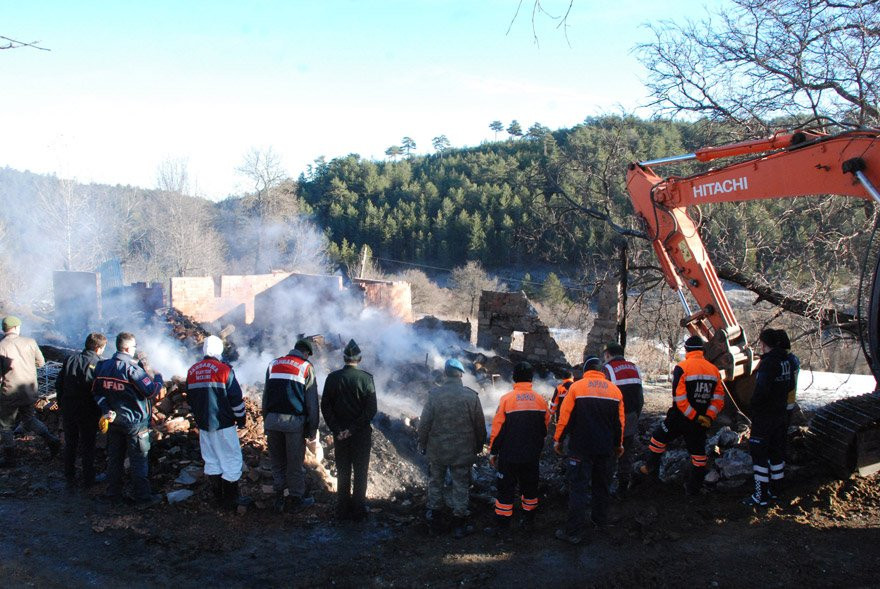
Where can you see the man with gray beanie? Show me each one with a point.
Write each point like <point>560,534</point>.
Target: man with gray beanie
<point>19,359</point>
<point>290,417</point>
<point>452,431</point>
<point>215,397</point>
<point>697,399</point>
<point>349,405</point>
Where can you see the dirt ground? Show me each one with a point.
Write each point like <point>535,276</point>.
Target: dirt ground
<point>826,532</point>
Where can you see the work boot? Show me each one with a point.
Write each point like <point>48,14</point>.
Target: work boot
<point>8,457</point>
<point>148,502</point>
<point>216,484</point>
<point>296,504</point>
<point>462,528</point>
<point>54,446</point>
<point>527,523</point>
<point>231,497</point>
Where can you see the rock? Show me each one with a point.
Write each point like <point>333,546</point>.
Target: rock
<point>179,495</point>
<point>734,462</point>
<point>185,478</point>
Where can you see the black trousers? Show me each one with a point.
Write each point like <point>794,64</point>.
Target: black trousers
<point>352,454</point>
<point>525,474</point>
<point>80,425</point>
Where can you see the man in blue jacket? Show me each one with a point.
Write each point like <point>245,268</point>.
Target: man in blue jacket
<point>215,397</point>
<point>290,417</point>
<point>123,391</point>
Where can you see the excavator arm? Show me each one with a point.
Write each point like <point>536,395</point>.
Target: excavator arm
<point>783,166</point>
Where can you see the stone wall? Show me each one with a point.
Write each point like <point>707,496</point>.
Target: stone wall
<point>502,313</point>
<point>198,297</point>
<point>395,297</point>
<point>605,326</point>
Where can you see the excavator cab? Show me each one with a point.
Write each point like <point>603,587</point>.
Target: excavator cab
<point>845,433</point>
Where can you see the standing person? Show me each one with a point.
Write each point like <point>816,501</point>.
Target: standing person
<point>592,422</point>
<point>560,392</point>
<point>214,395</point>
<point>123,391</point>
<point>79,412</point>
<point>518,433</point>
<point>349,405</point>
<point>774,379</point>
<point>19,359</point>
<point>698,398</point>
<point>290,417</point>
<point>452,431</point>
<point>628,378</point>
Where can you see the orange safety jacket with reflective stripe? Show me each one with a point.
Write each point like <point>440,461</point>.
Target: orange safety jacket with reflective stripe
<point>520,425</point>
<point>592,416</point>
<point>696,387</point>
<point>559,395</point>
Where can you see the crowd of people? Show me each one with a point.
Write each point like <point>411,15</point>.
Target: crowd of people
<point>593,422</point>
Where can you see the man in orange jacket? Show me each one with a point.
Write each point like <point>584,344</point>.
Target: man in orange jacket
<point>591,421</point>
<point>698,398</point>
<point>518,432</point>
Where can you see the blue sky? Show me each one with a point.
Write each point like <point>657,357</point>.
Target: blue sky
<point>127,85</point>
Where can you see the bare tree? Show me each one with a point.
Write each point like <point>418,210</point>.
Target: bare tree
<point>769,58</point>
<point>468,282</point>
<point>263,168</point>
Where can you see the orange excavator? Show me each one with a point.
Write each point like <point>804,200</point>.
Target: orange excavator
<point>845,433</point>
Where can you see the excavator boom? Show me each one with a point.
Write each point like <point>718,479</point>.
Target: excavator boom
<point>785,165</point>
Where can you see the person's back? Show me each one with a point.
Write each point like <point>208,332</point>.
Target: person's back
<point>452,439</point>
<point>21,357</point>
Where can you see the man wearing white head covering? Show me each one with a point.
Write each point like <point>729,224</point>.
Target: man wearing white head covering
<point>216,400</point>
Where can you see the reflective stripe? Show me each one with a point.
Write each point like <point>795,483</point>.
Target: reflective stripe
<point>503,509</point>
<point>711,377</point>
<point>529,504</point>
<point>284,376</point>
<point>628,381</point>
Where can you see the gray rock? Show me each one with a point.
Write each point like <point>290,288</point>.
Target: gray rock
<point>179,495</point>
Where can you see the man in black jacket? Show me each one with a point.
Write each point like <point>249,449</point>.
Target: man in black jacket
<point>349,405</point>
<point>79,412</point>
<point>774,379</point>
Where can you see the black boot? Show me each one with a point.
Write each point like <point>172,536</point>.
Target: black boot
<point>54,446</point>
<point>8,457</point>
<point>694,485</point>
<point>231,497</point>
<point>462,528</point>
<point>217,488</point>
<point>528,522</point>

....

Brief: Reproduce the material above, switching every "Target" to "Object" and leaving everything else unchanged. Omit the pictures from your copy.

Worked solution:
Where can you see the man with gray beanie? Show me each one with a point.
Write each point like <point>560,534</point>.
Object: man with gray beanie
<point>19,359</point>
<point>290,417</point>
<point>452,431</point>
<point>215,397</point>
<point>697,399</point>
<point>349,405</point>
Where can you see the dirt ground? Show me each one with a point.
Write each point like <point>535,276</point>.
Object: dirt ground
<point>826,532</point>
Where can you see the work boot? Show me each one with a point.
Write each point like <point>48,14</point>.
Object: work boot
<point>8,457</point>
<point>148,502</point>
<point>216,484</point>
<point>296,504</point>
<point>462,528</point>
<point>54,446</point>
<point>527,523</point>
<point>231,497</point>
Where can you see the rock? Show me each one with a point.
Write each point like <point>333,546</point>.
Object: rock
<point>179,495</point>
<point>734,462</point>
<point>185,478</point>
Where can you see the black trousers? Show me each one with a point.
Write each point like <point>794,64</point>.
Object: black trousers
<point>352,454</point>
<point>525,474</point>
<point>80,425</point>
Where can you see the man in blue jacket? Show me each one with a point.
Write each point like <point>245,268</point>.
Object: man in blue jacket
<point>215,397</point>
<point>290,417</point>
<point>123,391</point>
Where can you see the excavator arm? Show me each one with a point.
Write each point like <point>536,395</point>.
Object: excavator arm
<point>783,166</point>
Where can you see the stone wall? Show me each one with a point.
Write each point like <point>707,496</point>.
Object: stone wall
<point>502,313</point>
<point>198,297</point>
<point>395,297</point>
<point>605,326</point>
Where can you see the excavator cab? Show me each one with a point.
Write each point like <point>603,587</point>.
Object: excavator cab
<point>845,433</point>
Where can you see the standing person? Show me each one with a point.
Write each point like <point>816,501</point>.
Object: standing person
<point>592,422</point>
<point>560,392</point>
<point>214,395</point>
<point>123,391</point>
<point>79,412</point>
<point>518,433</point>
<point>349,405</point>
<point>774,379</point>
<point>19,359</point>
<point>698,398</point>
<point>290,417</point>
<point>452,431</point>
<point>628,378</point>
Where can you see the orange safety jacket with reflective stripe? Show me each one with a point.
Write each point like <point>440,461</point>.
Object: orange safety jacket with reflective stripe
<point>520,425</point>
<point>592,416</point>
<point>696,387</point>
<point>559,395</point>
Where can you see the crowd of people? Show me each one with a point.
Write each point like <point>411,15</point>.
Object: crowd of people
<point>593,422</point>
Where can you see the man in orange jacket? Show me each one with a point.
Write each point like <point>584,344</point>.
Object: man in orange jacket
<point>591,421</point>
<point>698,398</point>
<point>518,432</point>
Where can you see the blue sky? Show me each one with a point.
Write each point like <point>657,357</point>.
Object: blue sky
<point>127,85</point>
Where can you see the bare tree? Show me each one with a point.
Write each point like <point>418,210</point>.
Object: bare tree
<point>769,58</point>
<point>468,282</point>
<point>263,168</point>
Where can you see the orange excavator? Show me each one with a point.
Write each point like <point>804,200</point>.
Object: orange excavator
<point>845,433</point>
Where can you see the excavator boom? Show me each one with a point.
Write each point like <point>718,479</point>.
Object: excavator boom
<point>785,165</point>
Where can you see the person's back? Show me each one with a point.
Write each point like <point>208,332</point>.
Object: person's back
<point>452,439</point>
<point>21,357</point>
Where can you see the man wearing white head covering? Show me each one with a point.
Write each point like <point>729,224</point>.
Object: man wearing white head covering
<point>216,400</point>
Where can you see the reflective stripe? Show me each one with a point.
Write each point like <point>795,483</point>.
Object: reflective stripe
<point>503,509</point>
<point>711,377</point>
<point>529,504</point>
<point>284,376</point>
<point>628,381</point>
Where can you see the gray rock? Show me each one with a point.
Write each point like <point>290,288</point>.
Object: gray rock
<point>179,495</point>
Where can you see the man in black jacket? Show me each one with a point.
Write each point like <point>249,449</point>.
Object: man in black jacket
<point>349,405</point>
<point>79,412</point>
<point>774,379</point>
Where can you see the black boot? Show me each one with a point.
Write each point like <point>172,536</point>.
Object: black boot
<point>54,446</point>
<point>8,457</point>
<point>694,485</point>
<point>231,497</point>
<point>462,528</point>
<point>217,488</point>
<point>528,522</point>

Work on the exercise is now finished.